----- TEXT SHOWN

“… I get knocked down
But I get up again
You’re never gonna keep me down” – Chumbwamba

Was everybody wrong 45 days ago or are they wrong now?
The Nasdaq is up 6,000 points in the last 6 weeks and that’s a nice 26% – at this pace we’ll be up 225% in 12 months – what could possibly go wrong? Well, we KNOW what can go wrong but – WHEN? When is the big question because “it will all end in tears” but WHEN??? So, rather than repeating Michael Burry’s well-founded concerns(essentially the same as ours but he’s more famous) let’s consider WHY we are rallying and maybe we can figure out when that foundation begins to collapse?
With unemployment still in the 4% range (full employment) and wages running ahead of inflation for the third straight year, payroll-deduction flows into index funds are at all-time highs. Vanguard and Fidelity passively buy the index every two weeks regardless of valuation. This is the Dot-com era’s missing ingredient. In 1999 the 401K system was a fraction of its current size. Today it’s a structural, price-insensitive, $1T+ annual bid that lands disproportionately in the top 10 names – because that’s what the cap-weighted index is! This alone explains a huge chunk of the “concentration” Burry complains about – it’s not euphoria, it’s the plumbing…

Keep in mind the ENTIRE market cap of the US indexes is $70Tn and $60Tn (85%) is in the S&P 500 and 40% of the S&P 500 ($24Tn) is in the Top 10 stocks. The rest is in the Nasdaq and anything else (Russell) is a rounding error. The Dow is just 30 of the S&P stocks re-presented and the NYSE includes essentially all the stocks – so we don’t double count.
So a lot of the money repricing the indexes is money that has been SHIFTING from the bottom 70% (in Market Cap) stocks to the top 30% (10 F’ing Stocks!). Look at your own behavior – do you own more or less of the Mag 7 in the last few years? Hedge Funds have been pouring TRILLIONS into these stocks – in large part because other stocks are too small to handle the inflows.

----------
----- MATERIAL PROVIDED

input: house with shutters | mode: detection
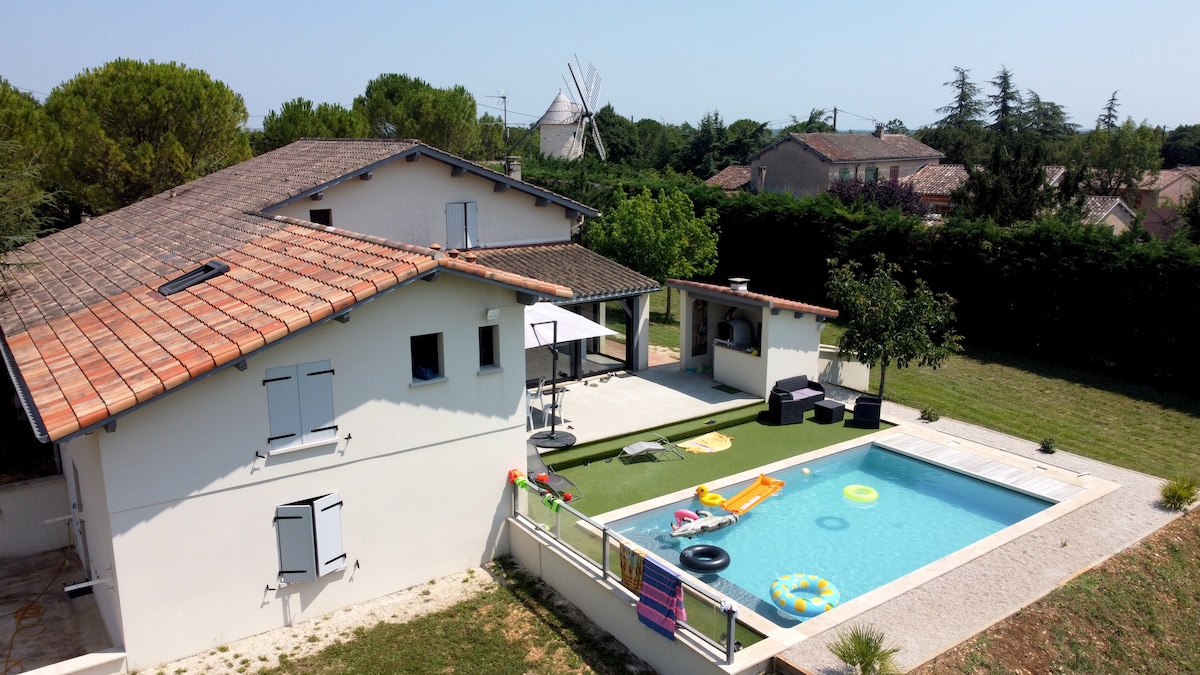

----------

> _CHALLENGE_:
Update the stretch of the market commentary from "So a lot of" through "handle the inflows.", replacing "Hedge Funds" with "Pension Funds". Work from the market commentary alone.

> _EXERCISE RESULT_:
So a lot of the money repricing the indexes is money that has been SHIFTING from the bottom 70% (in Market Cap) stocks to the top 30% (10 F’ing Stocks!). Look at your own behavior – do you own more or less of the Mag 7 in the last few years? Pension Funds have been pouring TRILLIONS into these stocks – in large part because other stocks are too small to handle the inflows.